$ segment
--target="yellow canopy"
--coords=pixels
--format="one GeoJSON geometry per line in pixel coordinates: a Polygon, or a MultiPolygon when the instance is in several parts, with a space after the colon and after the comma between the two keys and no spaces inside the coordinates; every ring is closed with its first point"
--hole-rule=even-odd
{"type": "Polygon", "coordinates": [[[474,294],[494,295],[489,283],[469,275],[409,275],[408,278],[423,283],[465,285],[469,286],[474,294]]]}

_____

What to work on:
All of the material above should be restated verbatim.

Finished exercise:
$ segment
--target="yellow canopy"
--coords=pixels
--format="one GeoJSON geometry per line in pixel coordinates: a Polygon, or a MultiPolygon when the instance is in several parts, with a space after the colon and after the comma between the two keys and no spaces inside the coordinates; every ring is closed with its first point"
--hole-rule=even-odd
{"type": "Polygon", "coordinates": [[[474,294],[494,295],[489,283],[469,275],[409,275],[408,278],[423,283],[465,285],[469,286],[474,294]]]}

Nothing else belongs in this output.